Source document below:

One h before sacrifice, the rats were injected ip with bromodeoxyuridine (BrdU), 100 mg/kg body weight. All rats in each experiment were sacrificed by an overdose of Nembutal (50 mg/kg of body weight). Rats treated for 6 and 24 h were sacrificed between 0800 and 1000 h. All other rats were sacrificed between 1000 and 1200 h to avoid diurnal variations in the labeling index (Tiltman and Friedell, 1972). In Experiment 1, the urinary bladder and stomach were inflated in situ with Bouin`s fixative, removed and placed in the same fixative. In Experiment 2, only the urinary bladder was removed in the manner described. The kidneys were removed from all animals in each experiment, weighed, and placed in formalin. A section of intestine was removed from the animals in Experiment 2 and placed in Bouin`s fixative as a positive control instead of using a section of stomach. One half of the bladder from each animal was processed for examination by SEM and classified as previously described (Cohen et al., 1990
). Briefly, Class 1 bladders show flat, polygonal superficial urothelial cells; Class 2 show occasional small foci of urothelial necrosis; Class 3 bladders show numerous small foci of superficial urothelial necrosis; Class 4 bladders show extensive superficial urothelial necrosis, especially in the dome of bladder; and Class 5 bladders show necrosis and also piling up of rounded urothelial cells. Normal bladders are usually Class 1 or 2, but occasionally Class 3.

End of Source document.
Supplied entries below:

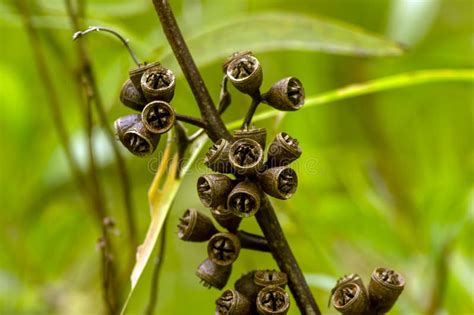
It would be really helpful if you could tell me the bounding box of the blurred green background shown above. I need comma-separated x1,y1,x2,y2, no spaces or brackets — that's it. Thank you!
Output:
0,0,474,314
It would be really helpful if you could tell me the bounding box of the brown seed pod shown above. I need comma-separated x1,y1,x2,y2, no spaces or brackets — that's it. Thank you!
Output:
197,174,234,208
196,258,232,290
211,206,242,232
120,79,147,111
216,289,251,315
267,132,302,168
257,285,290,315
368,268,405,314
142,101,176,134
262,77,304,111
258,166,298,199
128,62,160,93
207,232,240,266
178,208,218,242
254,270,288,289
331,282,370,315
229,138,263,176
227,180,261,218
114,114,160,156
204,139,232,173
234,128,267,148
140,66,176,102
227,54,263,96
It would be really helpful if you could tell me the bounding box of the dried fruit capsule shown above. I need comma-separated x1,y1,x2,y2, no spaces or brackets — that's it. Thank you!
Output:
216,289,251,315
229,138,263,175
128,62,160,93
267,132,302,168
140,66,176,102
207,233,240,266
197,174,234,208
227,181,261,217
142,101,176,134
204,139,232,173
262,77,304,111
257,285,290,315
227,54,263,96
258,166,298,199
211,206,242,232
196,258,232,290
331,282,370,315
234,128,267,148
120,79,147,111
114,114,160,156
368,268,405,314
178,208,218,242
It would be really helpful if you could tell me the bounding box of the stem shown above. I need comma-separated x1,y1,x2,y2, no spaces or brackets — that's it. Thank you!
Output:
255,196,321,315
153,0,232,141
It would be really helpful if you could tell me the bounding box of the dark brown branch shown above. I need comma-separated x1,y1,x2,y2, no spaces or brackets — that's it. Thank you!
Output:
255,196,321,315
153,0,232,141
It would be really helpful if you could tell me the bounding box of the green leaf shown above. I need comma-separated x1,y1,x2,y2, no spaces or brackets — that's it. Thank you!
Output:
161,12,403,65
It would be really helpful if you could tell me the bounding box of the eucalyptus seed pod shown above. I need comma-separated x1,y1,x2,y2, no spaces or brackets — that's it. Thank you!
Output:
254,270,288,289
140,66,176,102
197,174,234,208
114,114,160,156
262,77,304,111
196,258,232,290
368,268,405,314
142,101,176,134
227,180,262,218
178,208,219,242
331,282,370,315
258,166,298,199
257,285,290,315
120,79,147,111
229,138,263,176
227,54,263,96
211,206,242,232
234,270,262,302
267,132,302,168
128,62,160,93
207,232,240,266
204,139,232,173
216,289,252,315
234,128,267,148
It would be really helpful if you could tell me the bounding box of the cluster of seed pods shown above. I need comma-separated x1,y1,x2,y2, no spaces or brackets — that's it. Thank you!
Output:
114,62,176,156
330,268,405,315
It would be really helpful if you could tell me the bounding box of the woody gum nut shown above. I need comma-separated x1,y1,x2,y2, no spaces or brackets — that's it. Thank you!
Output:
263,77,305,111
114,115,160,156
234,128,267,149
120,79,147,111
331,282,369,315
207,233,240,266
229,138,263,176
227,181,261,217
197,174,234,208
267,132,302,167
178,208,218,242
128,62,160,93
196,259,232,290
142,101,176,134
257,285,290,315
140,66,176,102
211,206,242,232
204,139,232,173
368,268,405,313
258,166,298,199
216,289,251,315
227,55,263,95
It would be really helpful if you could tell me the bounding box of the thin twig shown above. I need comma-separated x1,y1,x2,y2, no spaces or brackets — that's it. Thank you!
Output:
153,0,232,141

End of Supplied entries.
Supplied entries below:

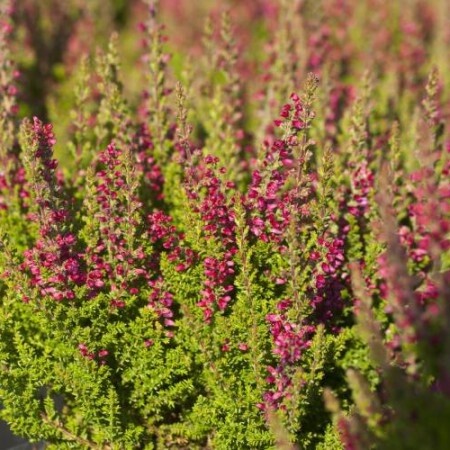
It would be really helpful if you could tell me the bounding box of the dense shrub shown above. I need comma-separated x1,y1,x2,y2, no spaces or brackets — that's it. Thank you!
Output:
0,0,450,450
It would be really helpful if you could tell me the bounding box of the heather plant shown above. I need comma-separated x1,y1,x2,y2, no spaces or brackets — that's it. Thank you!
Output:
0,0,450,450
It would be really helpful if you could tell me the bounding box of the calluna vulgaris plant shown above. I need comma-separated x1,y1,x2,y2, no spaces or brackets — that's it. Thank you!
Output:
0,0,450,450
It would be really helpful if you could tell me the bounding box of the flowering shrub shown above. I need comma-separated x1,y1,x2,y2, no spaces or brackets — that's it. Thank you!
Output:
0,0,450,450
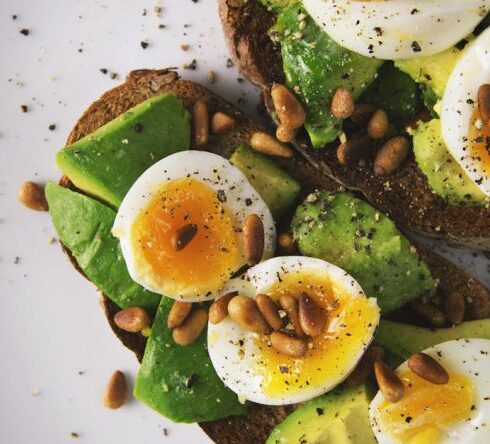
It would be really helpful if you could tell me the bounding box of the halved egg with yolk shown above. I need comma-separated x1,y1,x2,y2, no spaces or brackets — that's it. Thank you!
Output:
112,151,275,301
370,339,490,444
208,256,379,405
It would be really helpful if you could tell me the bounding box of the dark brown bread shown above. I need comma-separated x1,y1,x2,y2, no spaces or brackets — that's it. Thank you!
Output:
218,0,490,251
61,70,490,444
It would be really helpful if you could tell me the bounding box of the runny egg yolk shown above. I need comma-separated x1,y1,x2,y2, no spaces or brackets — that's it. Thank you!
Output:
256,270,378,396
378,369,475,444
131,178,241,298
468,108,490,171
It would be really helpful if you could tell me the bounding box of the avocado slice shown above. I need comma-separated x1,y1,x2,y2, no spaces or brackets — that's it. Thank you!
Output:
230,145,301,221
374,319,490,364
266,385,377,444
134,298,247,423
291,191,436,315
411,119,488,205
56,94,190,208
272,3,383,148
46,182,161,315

End of Supplied entries.
Supplied entries below:

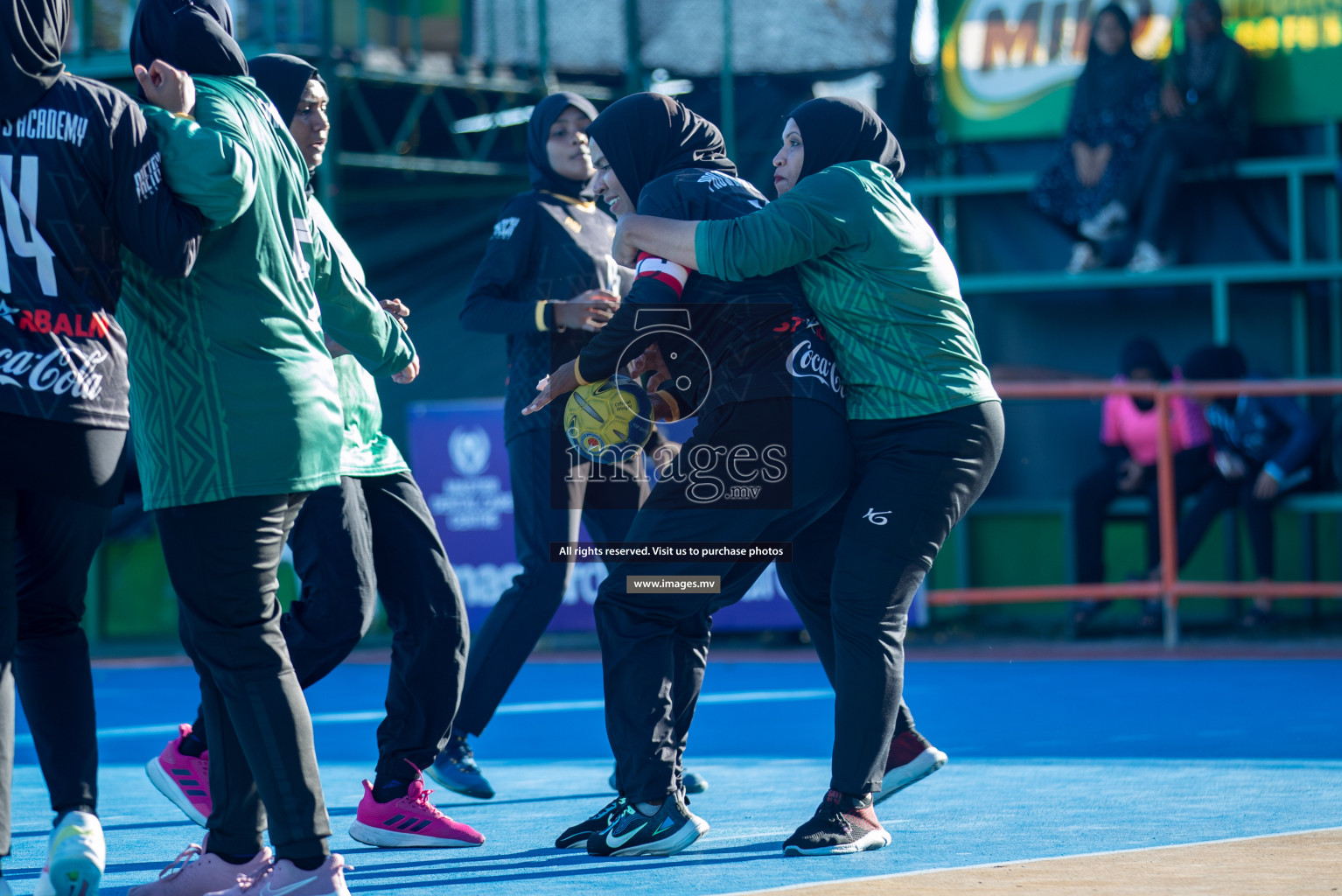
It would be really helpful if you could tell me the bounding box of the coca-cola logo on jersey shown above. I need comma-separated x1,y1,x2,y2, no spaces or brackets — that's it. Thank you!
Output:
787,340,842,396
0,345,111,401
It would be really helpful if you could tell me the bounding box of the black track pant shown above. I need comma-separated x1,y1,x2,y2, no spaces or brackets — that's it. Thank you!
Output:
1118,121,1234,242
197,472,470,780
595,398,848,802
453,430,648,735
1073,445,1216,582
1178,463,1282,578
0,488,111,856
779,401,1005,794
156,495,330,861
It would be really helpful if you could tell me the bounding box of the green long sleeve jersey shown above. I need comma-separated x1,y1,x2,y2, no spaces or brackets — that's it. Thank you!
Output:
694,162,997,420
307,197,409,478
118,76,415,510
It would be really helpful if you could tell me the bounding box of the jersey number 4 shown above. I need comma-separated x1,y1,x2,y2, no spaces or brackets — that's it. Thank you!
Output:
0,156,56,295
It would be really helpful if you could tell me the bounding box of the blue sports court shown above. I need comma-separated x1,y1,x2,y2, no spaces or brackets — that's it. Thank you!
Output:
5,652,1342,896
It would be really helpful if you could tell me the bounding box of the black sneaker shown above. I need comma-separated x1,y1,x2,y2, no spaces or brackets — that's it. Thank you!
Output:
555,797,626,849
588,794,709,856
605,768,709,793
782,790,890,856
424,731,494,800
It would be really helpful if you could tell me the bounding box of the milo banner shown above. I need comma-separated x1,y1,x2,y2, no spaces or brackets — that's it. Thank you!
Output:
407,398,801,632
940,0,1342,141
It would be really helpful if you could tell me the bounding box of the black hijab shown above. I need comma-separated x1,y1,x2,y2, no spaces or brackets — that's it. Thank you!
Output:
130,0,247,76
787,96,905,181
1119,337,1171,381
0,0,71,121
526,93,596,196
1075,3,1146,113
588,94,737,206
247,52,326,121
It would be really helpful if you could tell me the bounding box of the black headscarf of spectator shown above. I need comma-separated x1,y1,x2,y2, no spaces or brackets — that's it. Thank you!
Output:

End of Supplied entries.

> [Check your understanding]:
**1)** In the passage on the rat bladder experiments, why were all rats other than those treated for 6 and 24 h sacrificed between 1000 and 1200 h? Answer in one to three sentences.
**2)** Go on with the passage on the rat bladder experiments, starting after its final sentence.

> [Results of the exercise]:
**1)** They were sacrificed in that window to avoid diurnal variations in the labeling index (Tiltman and Friedell, 1972).

**2)**
The other half of the bladder was cut longitudinally into strips and with a slice of stomach (Experiment 1) or with a section of intestine (Experiment 2), was embedded in paraffin, stained with hematoxylin and eosin (H&E) and examined histopathologically (Cohen, 1983; Cohen et al., 1990
). The stomach or intestine served as a positive control for determination of the BrdU labeling index. The kidneys were also embedded in paraffin, stained with H&E and examined histopathologically. The BrdU labeling index was determined by immunohistochemistry, using anti-BrdU (Chemicon International, Temecula, CA) at a dilution of 1:50 and methodology previously described from our laboratory (Garland et al., 1993
).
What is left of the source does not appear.